TASK TO CARRY OUT »
Rewrite the rows below as a numbered list, skipping any blank lines and leaving out the pictures.
* Begin *
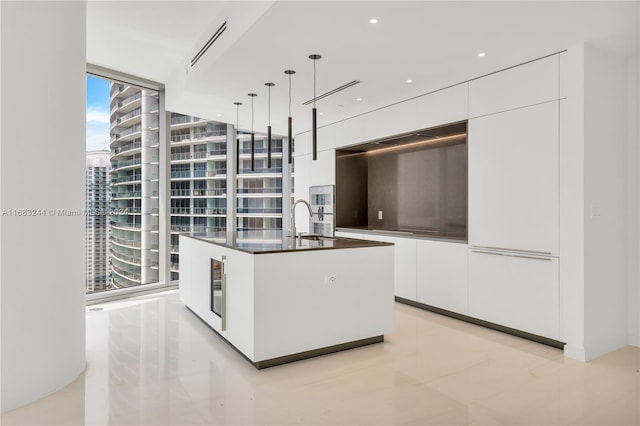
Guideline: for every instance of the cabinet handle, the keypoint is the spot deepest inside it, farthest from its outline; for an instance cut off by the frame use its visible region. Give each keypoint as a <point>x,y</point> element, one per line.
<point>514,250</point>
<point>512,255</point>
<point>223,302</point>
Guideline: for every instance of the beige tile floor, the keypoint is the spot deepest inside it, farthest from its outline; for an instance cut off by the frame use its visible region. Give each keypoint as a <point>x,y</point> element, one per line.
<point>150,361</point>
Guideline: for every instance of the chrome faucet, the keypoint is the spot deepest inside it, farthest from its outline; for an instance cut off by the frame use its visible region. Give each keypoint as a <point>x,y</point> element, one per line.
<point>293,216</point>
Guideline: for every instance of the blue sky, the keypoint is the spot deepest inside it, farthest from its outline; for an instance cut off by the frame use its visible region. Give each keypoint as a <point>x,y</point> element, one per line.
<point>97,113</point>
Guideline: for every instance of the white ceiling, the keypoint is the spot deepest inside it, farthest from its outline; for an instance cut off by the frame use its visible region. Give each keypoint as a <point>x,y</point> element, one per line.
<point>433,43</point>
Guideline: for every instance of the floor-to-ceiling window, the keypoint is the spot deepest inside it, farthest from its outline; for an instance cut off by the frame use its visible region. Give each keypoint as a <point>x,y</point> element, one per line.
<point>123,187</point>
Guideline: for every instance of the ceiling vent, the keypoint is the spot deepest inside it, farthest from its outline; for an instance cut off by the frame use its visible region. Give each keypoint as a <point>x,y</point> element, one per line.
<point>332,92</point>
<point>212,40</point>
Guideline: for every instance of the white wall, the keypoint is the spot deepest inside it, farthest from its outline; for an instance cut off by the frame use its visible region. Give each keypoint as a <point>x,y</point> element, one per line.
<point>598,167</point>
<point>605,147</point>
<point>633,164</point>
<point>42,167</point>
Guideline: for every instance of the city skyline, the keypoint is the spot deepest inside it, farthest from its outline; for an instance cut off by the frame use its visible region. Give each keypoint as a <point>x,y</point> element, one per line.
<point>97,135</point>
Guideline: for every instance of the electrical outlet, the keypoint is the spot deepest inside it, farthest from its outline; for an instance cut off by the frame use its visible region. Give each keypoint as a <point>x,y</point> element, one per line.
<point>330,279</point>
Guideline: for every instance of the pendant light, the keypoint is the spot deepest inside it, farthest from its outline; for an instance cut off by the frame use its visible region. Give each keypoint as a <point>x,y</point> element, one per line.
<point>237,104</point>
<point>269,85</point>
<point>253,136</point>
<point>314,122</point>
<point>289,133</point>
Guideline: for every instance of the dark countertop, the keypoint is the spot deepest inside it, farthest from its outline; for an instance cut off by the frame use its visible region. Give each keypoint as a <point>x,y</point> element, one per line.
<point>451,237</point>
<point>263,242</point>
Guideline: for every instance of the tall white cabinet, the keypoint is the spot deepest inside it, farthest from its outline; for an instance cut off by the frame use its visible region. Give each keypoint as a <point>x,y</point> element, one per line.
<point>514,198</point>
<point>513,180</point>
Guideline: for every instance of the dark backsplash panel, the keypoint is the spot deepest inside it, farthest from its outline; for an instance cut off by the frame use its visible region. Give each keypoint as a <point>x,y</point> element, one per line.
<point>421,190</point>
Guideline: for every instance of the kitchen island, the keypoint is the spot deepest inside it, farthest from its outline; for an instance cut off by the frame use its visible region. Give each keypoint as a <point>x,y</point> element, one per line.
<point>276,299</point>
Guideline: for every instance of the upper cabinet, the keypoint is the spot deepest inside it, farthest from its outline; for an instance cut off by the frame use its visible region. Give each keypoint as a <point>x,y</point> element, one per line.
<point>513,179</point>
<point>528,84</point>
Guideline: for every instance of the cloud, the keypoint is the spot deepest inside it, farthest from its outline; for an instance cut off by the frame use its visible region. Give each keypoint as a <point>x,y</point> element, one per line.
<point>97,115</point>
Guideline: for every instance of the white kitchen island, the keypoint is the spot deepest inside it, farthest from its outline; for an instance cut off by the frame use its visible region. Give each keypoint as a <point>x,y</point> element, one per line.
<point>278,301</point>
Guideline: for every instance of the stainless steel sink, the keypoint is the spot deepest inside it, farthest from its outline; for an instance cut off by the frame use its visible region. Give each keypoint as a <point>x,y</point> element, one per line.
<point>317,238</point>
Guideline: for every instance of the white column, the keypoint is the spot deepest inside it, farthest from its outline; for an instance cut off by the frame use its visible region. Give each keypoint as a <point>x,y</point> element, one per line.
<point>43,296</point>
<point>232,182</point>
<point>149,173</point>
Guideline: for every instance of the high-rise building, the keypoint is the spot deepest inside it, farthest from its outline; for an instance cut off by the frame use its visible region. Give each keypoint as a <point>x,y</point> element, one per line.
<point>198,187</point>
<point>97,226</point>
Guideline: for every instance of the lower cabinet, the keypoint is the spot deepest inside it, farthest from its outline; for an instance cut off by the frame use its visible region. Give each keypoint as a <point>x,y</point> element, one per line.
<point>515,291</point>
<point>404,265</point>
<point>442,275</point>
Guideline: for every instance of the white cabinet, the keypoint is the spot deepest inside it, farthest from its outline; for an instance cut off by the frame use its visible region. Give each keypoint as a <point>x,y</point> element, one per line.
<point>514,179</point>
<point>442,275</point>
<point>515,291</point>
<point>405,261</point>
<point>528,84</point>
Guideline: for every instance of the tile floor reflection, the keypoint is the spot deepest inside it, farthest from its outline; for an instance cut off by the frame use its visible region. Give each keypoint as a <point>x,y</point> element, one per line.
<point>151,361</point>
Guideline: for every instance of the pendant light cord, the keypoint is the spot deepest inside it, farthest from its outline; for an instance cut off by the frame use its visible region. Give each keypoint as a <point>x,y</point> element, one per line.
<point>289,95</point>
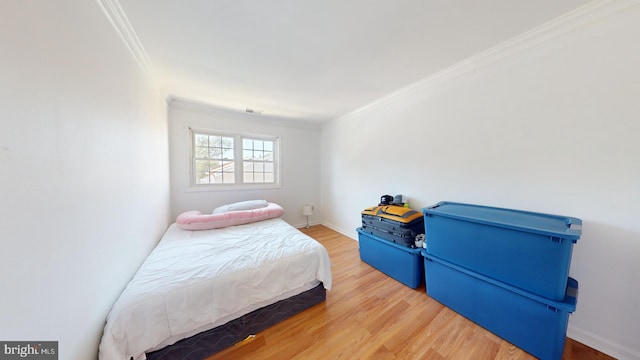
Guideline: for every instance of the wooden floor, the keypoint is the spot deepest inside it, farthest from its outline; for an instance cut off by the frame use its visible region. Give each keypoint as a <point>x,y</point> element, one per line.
* End *
COMPLETED TASK »
1. Guideline: for every instance of the cabinet handle, the keypoint is the spot deepest inside it, farthest from its outline; for an instance cut off by the frame use its visible region. Give each keypoint as a <point>x,y</point> element, one per line.
2. <point>514,250</point>
3. <point>512,255</point>
4. <point>223,302</point>
5. Guideline: for every instance of the beige tile floor, the keypoint is the spot deepest inside it, farthest from its outline; for an instance cut off by the frame use its visible region. Give each keypoint as a <point>x,y</point> element, one per line.
6. <point>150,361</point>
7. Guideline: for every instance of the chrome faucet, the keypoint is the spot deepest inside it, farthest from its outline; for an instance cut off by the frame use its visible region. Give each keypoint as a <point>x,y</point> element, one per line.
8. <point>293,216</point>
9. Guideline: for every instance of the blue sky, the keypoint is the spot deepest inside it, farthest from its outline; for an instance cut off by the frame use its visible region. Give each keypoint as a <point>x,y</point> element, one per line.
10. <point>97,113</point>
11. Guideline: for every instance of the white ceiling, the keypoint is the spot deepest inside it, farthest from its outline; for an instance cut off by the frame use its visible region. Give each keypoint as a <point>x,y</point> element, one per line.
12. <point>433,43</point>
13. Guideline: for every instance of the floor-to-ceiling window, the keypoint is the spot deepest inside it, farthest from its outline; for an instance cut off by the frame use its visible region. Give each keypoint as a <point>x,y</point> element, one per line.
14. <point>123,187</point>
15. Guideline: for every instance of the ceiling vent, the keypoint is the spot deepest inside it, farthest from its outline; for an instance cut off by the frame use its visible region. Give each keypoint as a <point>x,y</point> element, one per line.
16. <point>332,92</point>
17. <point>212,40</point>
18. Guideline: for every instance of the white wall, the keypoint is the spot deepest inside it, farthest from its outline; for an instance cut off by the frame use its visible region. Give each keypoint as a <point>x,y</point> element, one per line.
19. <point>598,167</point>
20. <point>605,147</point>
21. <point>633,164</point>
22. <point>42,167</point>
23. Guideline: for every instance of the city skyline, the keypoint is the spot deepest inside it, farthest from its outline; for an instance cut off by the frame use its visible region. Give each keypoint as a <point>x,y</point> element, one per line.
24. <point>97,135</point>
25. Guideline: for every instance of the electrical outlet, the keypoint is the spot deepest inside it, farthest from its outline; for an instance cut off by the frame use its visible region. Give each keypoint as a <point>x,y</point> element, one per line.
26. <point>330,279</point>
27. Guideline: for every instance of the pendant light, the keypoint is the spot deepest inside it, farthest from its outline; for an instance cut off by the frame use its visible region. Give each keypoint as a <point>x,y</point> element, one per line.
28. <point>237,104</point>
29. <point>269,85</point>
30. <point>253,136</point>
31. <point>314,122</point>
32. <point>289,133</point>
33. Guideline: for every instance of the dark countertop, the keypoint is the spot deepest inside it, farthest from its outline; for an instance cut off by the frame use its visible region. Give each keypoint as a <point>x,y</point> element, one per line.
34. <point>451,237</point>
35. <point>263,242</point>
36. Guideline: for every instance of the tall white cabinet, the keypoint is the spot deepest inside it, farthest from its outline; for an instance cut off by the frame use its visible region. Give each keypoint as a <point>x,y</point> element, one per line.
37. <point>514,198</point>
38. <point>513,180</point>
39. Guideline: for every instance of the dark backsplash panel, the keypoint is the spot deepest inside it, farthest from its outline; for an instance cut off by the frame use its visible region. Give each keypoint as a <point>x,y</point> element, one per line.
40. <point>421,190</point>
41. Guideline: for every instance of the kitchen island, the keypoint is the spot deepest inside it, farthest from its outline; for an instance cut off by the frame use its visible region. Give each keypoint as a <point>x,y</point> element, one per line.
42. <point>276,299</point>
43. Guideline: for every instance of the upper cabinet, the keypoint is the spot deepest inside it, farthest from its outline; for an instance cut off by the frame use its visible region. Give each keypoint as a <point>x,y</point> element, one per line.
44. <point>513,179</point>
45. <point>528,84</point>
46. Guideline: for every instance of the cloud, the keypoint is the spot deepest inside it, farthest from its outline; for an instance cut off by the frame use its visible region. Give each keypoint as a <point>x,y</point> element, one per line.
47. <point>97,115</point>
48. Guideline: for every instance of the white kitchen island, the keypoint is the spot deepest inside it, farthest from its outline; for an instance cut off by the frame use its visible region. Give each keypoint as a <point>x,y</point> element, one per line.
49. <point>278,301</point>
50. Guideline: for every instance of the stainless steel sink, the keypoint is the spot deepest inside it, farthest from its outline; for an instance cut off by the frame use its visible region. Give each keypoint as a <point>x,y</point> element, one per line.
51. <point>317,238</point>
52. Guideline: for every instance of the white column, the keypoint is the spot deepest inside it, farthest from its outline; for an instance cut off by the frame use its visible region. Give each keypoint as a <point>x,y</point> element, one per line.
53. <point>43,296</point>
54. <point>232,182</point>
55. <point>149,173</point>
56. Guideline: for every instance of the high-rise building, the keypoint is the spot deepest inside it, farthest from its outline; for an instance cut off by the frame use its visible region. Give each keypoint as a <point>x,y</point> element, one per line.
57. <point>198,187</point>
58. <point>97,226</point>
59. Guideline: for every instance of the lower cabinet, the keypoint is the spot deepest inside it, farthest from its outline; for an instance cut off by the frame use its visible region. Give each keypoint as a <point>x,y</point> element, one per line.
60. <point>515,291</point>
61. <point>404,265</point>
62. <point>442,275</point>
63. Guideline: for every instance of the white cabinet, the keypoint is the spot deepest inside it, farthest from its outline; for an instance cut off by the frame use its visible region. Give each keypoint as a <point>x,y</point> element, one per line.
64. <point>514,179</point>
65. <point>442,275</point>
66. <point>515,291</point>
67. <point>405,261</point>
68. <point>528,84</point>
69. Guideline: for every instance of the tile floor reflection, the keypoint is the spot deepest inside it, farthest from its outline; for an instance cut off by the frame use its visible region. Give each keypoint as a <point>x,y</point> element, one per line.
70. <point>151,361</point>
71. Guideline: for every instance of the pendant light cord, the keypoint is the spot deepest inside it, farthest from its outline; for an instance cut off by the frame use its visible region. Give each keypoint as a <point>x,y</point> element, one per line.
72. <point>289,95</point>
73. Guideline: for every instance of the wooden floor, the keypoint is the spot deepest inside it, farthest from its outline; for an instance cut off by the frame use its visible region. Give each keypoint as a <point>x,y</point> element, one per line.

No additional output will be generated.